Sayfa metni
↓
Yeni Moda ‘Slow Fashion’



Gardıroplar tıklım tıkış olmasına rağmen sabahları dolabın önüne geçip giyecek hiçbir şeyim yok diyebiliyoruz. Neden? Çünkü moda bizim onu takip edebileceğimizden daha çabuk değişiyor ve 2 gün önce aldığın kazak bir anda eski moda olabiliyor. Bu hıza yetişebilmek için zaten üretimin gittikçe ucuzladığı ve bu sayede yok fiyatına satılan kıyafetleri hiç düşünmeden hemen alıyoruz. Öyle bir hale geldik ki dolaplar üstünde etiketi duran giysilerle dolmaya başladı. Sonunda moda duayenleri sağduyulu davranarak buna bir son vermeye karar verdi.

Günümüz modası inanılmaz bir hızda tasarlanıp, üretilip aynı hızla da tüketilmekte. Fakat sürdürülebilirlik açısından bakıldığında modayı oluşturan kıyafetlerin üretiminde kullanılan malzeme aslında doğal ve bu kadar hızla oluşmuyor (örneğin pamuğun yetişmesi 1 yıl sürüyor). Fast fashion yani günümüz moda anlayışı hızlı üretmenin yanında işçinin emeğinin karşılığını alamaması, çevreye verilen zarar ve sadece kar odaklı olması nedeniyle de tepki çekmekte. Aslında slow fashion tam anlamıyla hızla ilgili değil, daha çok tasarlama, üretme, tüketme ve daha iyi bir yaşam için bir felsefe. Sürdürülebilir moda tasarımcısı olan Kate Fletcher ‘Slow fashion zaman odaklı değil kalite odaklıdır ve tasarımcıların, satıcıların ve tüketicilerin davranışlarıyla işçileri, toplumu ve ekosistemi nasıl etkilediklerini düşündüğü ve umursadığı bir bilinç düzeyidir. diyerek açıklıyor bu anlayışı. www.katefletcher.com


-Büyük Resmi Görmek Moda aslında sosyal sistem ve çevre ile ilişkilidir. Tasarımcılar ürünleri ve yarattıkları moda ile kolektif bir beğeni oluştururlar bu da büyük çerçeveden baktığınızda çevreyi ve insanı etkilemektedir.

-Tüketimi Azaltmak Kullanılan malzemelerin kendilerini yenileyebilecek zamanlarının olması için belli bir süre geçmesi gereklidir. Bu süreyi tamamlayabilmek için tüketim anlayışımızı değiştirerek daha az ürün satın almalıyız. Bu sayede çevreyi ve ürünün üretildiği malzemenin yaşam döngüsüne zarar vermemiş oluruz.

-Çeşitlilik Slow Fashion ürünler aslında ekolojik, sosyal ve kültürel çeşitliliğin korunmasına yardım etmektedir. Ekolojik olarak daha dikkatli ve az ham madde kullanarak, sosyal olarak ikinci el ve vintage ürünlerin kullanımını arttırarak ve kültürel olarak da yerel modacılara ve üretime destek vererek dünyaya katkı sağlayabiliriz.
↑
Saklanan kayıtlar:
↓
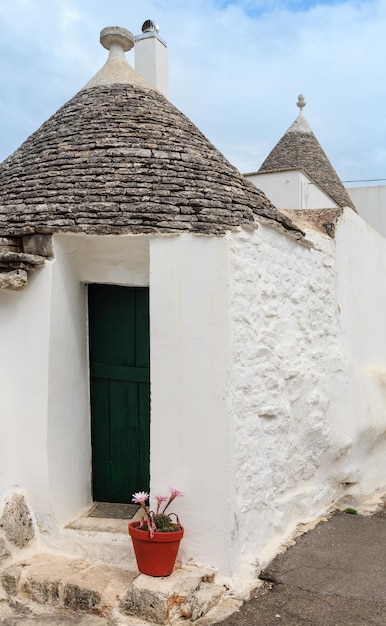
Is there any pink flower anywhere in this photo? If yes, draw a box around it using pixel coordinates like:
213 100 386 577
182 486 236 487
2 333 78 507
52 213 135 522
154 493 167 513
131 491 149 506
162 487 184 513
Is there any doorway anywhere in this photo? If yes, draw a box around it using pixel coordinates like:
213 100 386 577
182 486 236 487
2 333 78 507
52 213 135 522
88 284 150 503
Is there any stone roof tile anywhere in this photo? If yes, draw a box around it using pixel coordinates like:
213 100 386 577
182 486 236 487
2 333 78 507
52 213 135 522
0 84 301 236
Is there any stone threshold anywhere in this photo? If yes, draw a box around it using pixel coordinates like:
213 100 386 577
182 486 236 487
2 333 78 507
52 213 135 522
65 502 142 535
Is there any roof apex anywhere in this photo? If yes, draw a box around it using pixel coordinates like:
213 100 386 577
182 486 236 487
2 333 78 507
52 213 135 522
81 26 154 91
258 94 356 211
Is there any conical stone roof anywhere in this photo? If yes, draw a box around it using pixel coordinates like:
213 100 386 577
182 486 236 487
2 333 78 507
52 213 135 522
258 97 355 211
0 27 301 237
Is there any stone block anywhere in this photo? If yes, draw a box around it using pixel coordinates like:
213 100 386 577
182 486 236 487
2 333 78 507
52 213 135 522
0 493 34 548
22 234 54 259
63 583 101 611
0 270 28 291
19 555 88 606
0 536 11 561
107 609 154 626
64 565 135 615
1 564 23 596
120 566 224 624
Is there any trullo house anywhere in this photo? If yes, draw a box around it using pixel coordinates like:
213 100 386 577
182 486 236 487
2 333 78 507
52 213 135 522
0 27 386 585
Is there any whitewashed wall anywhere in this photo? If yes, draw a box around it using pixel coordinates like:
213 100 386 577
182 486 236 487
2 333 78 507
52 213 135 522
0 263 52 513
335 211 386 495
230 226 342 579
0 216 386 585
230 216 386 581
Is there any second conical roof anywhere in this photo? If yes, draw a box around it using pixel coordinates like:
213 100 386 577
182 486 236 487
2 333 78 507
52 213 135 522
259 112 355 210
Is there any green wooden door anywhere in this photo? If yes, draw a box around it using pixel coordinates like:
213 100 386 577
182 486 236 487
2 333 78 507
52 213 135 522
88 285 150 502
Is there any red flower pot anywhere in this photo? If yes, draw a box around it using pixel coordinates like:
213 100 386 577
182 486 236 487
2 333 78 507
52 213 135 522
129 522 184 576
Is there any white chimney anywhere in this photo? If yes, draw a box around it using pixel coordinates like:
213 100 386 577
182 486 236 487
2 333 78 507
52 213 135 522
134 20 169 97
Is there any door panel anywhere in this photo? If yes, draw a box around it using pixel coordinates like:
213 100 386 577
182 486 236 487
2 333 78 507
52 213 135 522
89 285 150 502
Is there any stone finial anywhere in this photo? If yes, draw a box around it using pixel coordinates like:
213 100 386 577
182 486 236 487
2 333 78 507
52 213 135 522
296 93 307 112
142 20 159 33
100 26 134 52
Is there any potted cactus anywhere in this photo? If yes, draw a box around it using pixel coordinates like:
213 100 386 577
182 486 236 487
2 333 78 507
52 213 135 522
128 487 184 576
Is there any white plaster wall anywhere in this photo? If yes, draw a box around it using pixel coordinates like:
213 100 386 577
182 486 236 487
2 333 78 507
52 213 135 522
0 263 52 518
229 216 386 580
230 226 341 579
336 210 386 494
244 170 337 209
47 235 149 525
347 185 386 237
150 235 232 575
134 32 169 98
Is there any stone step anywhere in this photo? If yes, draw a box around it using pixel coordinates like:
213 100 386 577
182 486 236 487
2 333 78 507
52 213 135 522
0 553 241 626
1 554 138 616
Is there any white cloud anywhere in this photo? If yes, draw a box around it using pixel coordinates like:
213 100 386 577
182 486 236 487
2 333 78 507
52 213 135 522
0 0 386 185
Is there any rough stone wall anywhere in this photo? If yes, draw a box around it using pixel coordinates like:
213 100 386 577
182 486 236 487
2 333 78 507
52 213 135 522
230 226 345 578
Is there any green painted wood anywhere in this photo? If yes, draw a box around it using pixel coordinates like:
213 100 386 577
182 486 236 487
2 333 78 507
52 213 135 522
91 363 150 383
89 285 150 503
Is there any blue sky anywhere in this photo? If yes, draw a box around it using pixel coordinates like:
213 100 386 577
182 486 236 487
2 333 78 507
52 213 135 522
0 0 386 183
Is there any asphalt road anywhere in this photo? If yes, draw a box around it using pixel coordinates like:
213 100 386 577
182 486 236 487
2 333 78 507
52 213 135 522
217 510 386 626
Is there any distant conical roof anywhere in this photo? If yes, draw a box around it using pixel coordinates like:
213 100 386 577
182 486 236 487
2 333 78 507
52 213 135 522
0 27 301 236
259 96 355 211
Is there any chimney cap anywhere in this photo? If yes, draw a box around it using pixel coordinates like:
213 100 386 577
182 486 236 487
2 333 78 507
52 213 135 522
100 26 134 52
142 20 159 33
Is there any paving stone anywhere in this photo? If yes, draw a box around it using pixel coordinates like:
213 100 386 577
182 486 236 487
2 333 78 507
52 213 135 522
64 565 136 614
18 556 89 606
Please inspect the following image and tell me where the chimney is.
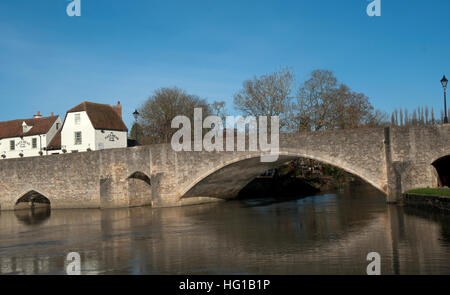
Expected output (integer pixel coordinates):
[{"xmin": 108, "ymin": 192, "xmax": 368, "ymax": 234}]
[
  {"xmin": 33, "ymin": 111, "xmax": 42, "ymax": 118},
  {"xmin": 112, "ymin": 101, "xmax": 122, "ymax": 119}
]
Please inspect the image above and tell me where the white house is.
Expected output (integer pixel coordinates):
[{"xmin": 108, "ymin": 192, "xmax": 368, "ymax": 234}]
[
  {"xmin": 59, "ymin": 101, "xmax": 128, "ymax": 153},
  {"xmin": 0, "ymin": 112, "xmax": 62, "ymax": 160}
]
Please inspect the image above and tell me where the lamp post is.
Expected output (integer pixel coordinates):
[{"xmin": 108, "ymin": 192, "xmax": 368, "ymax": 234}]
[
  {"xmin": 133, "ymin": 110, "xmax": 139, "ymax": 145},
  {"xmin": 441, "ymin": 75, "xmax": 448, "ymax": 124}
]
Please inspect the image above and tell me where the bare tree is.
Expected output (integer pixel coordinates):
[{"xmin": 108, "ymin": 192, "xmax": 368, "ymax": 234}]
[
  {"xmin": 139, "ymin": 87, "xmax": 211, "ymax": 144},
  {"xmin": 211, "ymin": 101, "xmax": 227, "ymax": 121},
  {"xmin": 400, "ymin": 109, "xmax": 403, "ymax": 127},
  {"xmin": 234, "ymin": 68, "xmax": 294, "ymax": 128},
  {"xmin": 295, "ymin": 70, "xmax": 388, "ymax": 130},
  {"xmin": 431, "ymin": 107, "xmax": 436, "ymax": 125}
]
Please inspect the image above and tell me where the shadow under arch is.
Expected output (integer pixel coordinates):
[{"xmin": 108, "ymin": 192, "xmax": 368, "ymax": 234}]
[
  {"xmin": 128, "ymin": 171, "xmax": 151, "ymax": 185},
  {"xmin": 431, "ymin": 155, "xmax": 450, "ymax": 187},
  {"xmin": 177, "ymin": 151, "xmax": 386, "ymax": 200},
  {"xmin": 127, "ymin": 171, "xmax": 152, "ymax": 207},
  {"xmin": 14, "ymin": 190, "xmax": 51, "ymax": 210},
  {"xmin": 14, "ymin": 206, "xmax": 51, "ymax": 225}
]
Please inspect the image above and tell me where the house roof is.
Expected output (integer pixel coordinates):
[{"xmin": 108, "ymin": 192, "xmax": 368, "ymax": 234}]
[
  {"xmin": 47, "ymin": 129, "xmax": 62, "ymax": 151},
  {"xmin": 67, "ymin": 101, "xmax": 128, "ymax": 131},
  {"xmin": 0, "ymin": 116, "xmax": 58, "ymax": 139}
]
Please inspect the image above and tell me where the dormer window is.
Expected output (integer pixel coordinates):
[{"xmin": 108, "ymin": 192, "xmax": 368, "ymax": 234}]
[
  {"xmin": 22, "ymin": 121, "xmax": 33, "ymax": 133},
  {"xmin": 75, "ymin": 114, "xmax": 81, "ymax": 125}
]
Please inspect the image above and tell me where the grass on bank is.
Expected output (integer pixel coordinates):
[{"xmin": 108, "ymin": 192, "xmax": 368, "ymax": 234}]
[{"xmin": 406, "ymin": 188, "xmax": 450, "ymax": 197}]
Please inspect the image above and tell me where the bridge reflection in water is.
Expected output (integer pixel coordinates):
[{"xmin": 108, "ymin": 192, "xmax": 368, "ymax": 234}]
[{"xmin": 0, "ymin": 185, "xmax": 450, "ymax": 274}]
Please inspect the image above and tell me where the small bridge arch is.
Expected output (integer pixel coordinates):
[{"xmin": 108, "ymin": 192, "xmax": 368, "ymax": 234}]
[
  {"xmin": 431, "ymin": 154, "xmax": 450, "ymax": 187},
  {"xmin": 127, "ymin": 171, "xmax": 152, "ymax": 207}
]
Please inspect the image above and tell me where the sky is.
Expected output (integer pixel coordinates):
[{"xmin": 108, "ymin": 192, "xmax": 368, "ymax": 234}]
[{"xmin": 0, "ymin": 0, "xmax": 450, "ymax": 128}]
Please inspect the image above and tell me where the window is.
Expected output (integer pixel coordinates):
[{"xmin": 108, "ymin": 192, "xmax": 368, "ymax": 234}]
[
  {"xmin": 75, "ymin": 132, "xmax": 82, "ymax": 145},
  {"xmin": 75, "ymin": 114, "xmax": 81, "ymax": 125}
]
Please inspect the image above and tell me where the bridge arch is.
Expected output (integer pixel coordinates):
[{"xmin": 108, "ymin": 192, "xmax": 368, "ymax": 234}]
[
  {"xmin": 431, "ymin": 154, "xmax": 450, "ymax": 187},
  {"xmin": 177, "ymin": 151, "xmax": 387, "ymax": 201},
  {"xmin": 127, "ymin": 171, "xmax": 152, "ymax": 207},
  {"xmin": 14, "ymin": 190, "xmax": 51, "ymax": 210}
]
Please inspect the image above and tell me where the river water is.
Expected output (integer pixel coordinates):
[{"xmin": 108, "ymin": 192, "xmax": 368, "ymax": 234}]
[{"xmin": 0, "ymin": 185, "xmax": 450, "ymax": 274}]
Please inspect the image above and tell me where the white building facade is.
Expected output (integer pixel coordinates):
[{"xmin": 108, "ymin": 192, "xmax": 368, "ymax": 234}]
[
  {"xmin": 0, "ymin": 113, "xmax": 62, "ymax": 160},
  {"xmin": 61, "ymin": 101, "xmax": 128, "ymax": 153}
]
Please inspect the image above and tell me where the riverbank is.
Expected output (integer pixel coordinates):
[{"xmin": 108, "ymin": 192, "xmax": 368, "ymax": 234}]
[{"xmin": 403, "ymin": 188, "xmax": 450, "ymax": 213}]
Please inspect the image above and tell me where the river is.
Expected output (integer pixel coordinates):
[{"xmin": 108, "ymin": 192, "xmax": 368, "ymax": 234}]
[{"xmin": 0, "ymin": 185, "xmax": 450, "ymax": 274}]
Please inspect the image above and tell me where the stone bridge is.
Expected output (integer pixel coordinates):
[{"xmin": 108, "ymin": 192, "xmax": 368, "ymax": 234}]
[{"xmin": 0, "ymin": 125, "xmax": 450, "ymax": 210}]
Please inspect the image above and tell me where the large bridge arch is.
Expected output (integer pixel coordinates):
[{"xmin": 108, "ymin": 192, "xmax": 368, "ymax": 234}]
[
  {"xmin": 12, "ymin": 189, "xmax": 52, "ymax": 209},
  {"xmin": 177, "ymin": 151, "xmax": 387, "ymax": 201}
]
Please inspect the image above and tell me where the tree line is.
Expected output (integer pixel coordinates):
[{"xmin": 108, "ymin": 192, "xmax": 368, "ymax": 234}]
[{"xmin": 130, "ymin": 67, "xmax": 394, "ymax": 144}]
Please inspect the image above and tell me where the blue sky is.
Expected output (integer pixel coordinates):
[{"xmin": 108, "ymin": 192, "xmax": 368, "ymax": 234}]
[{"xmin": 0, "ymin": 0, "xmax": 450, "ymax": 126}]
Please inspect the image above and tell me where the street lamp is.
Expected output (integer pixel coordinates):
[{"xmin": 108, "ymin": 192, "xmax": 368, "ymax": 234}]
[
  {"xmin": 133, "ymin": 110, "xmax": 139, "ymax": 145},
  {"xmin": 441, "ymin": 75, "xmax": 448, "ymax": 124}
]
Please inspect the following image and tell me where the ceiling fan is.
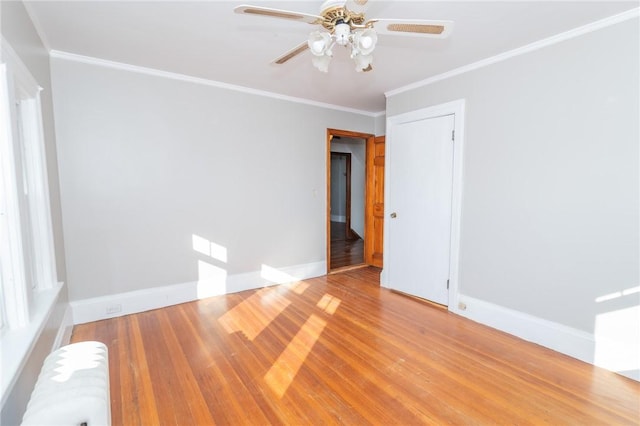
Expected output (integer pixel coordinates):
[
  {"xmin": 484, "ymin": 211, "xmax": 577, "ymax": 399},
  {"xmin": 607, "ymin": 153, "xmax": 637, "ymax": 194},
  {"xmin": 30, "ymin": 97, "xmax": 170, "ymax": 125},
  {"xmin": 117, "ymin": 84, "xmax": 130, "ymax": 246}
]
[{"xmin": 234, "ymin": 0, "xmax": 453, "ymax": 72}]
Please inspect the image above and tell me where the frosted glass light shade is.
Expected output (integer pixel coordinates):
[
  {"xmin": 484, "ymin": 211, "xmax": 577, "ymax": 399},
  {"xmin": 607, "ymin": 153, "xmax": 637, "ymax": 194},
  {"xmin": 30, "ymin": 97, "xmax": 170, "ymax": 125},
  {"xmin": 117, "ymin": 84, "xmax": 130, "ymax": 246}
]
[
  {"xmin": 353, "ymin": 55, "xmax": 373, "ymax": 72},
  {"xmin": 311, "ymin": 55, "xmax": 331, "ymax": 72},
  {"xmin": 307, "ymin": 31, "xmax": 331, "ymax": 56},
  {"xmin": 353, "ymin": 28, "xmax": 378, "ymax": 55}
]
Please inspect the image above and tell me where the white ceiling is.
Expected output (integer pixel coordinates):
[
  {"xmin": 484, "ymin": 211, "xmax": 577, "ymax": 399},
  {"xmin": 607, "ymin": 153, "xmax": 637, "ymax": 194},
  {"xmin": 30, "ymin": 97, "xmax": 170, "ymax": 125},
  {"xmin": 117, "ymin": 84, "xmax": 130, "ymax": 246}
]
[{"xmin": 26, "ymin": 0, "xmax": 638, "ymax": 113}]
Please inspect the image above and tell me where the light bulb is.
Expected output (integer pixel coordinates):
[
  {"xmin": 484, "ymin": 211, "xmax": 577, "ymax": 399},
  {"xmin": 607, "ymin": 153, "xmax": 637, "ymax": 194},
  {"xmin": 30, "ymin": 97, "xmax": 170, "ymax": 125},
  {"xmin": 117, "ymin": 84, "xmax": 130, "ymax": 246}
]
[
  {"xmin": 307, "ymin": 31, "xmax": 331, "ymax": 56},
  {"xmin": 311, "ymin": 55, "xmax": 331, "ymax": 72},
  {"xmin": 353, "ymin": 55, "xmax": 373, "ymax": 72},
  {"xmin": 353, "ymin": 28, "xmax": 378, "ymax": 55}
]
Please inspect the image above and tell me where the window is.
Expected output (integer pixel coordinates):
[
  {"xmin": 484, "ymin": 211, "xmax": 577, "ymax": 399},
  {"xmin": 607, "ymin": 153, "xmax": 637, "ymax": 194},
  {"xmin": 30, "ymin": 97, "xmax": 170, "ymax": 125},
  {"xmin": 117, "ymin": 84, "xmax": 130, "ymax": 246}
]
↑
Görev ayrıntıları
Slow fashion konulu metinde "-Büyük Resmi Görmek Moda" ile başlayıp "ve insanı etkilemektedir." ifadesine kadar süren bölümü harfi harfine yineleyin.

Tam çıktı
-Büyük Resmi Görmek Moda aslında sosyal sistem ve çevre ile ilişkilidir. Tasarımcılar ürünleri ve yarattıkları moda ile kolektif bir beğeni oluştururlar bu da büyük çerçeveden baktığınızda çevreyi ve insanı etkilemektedir.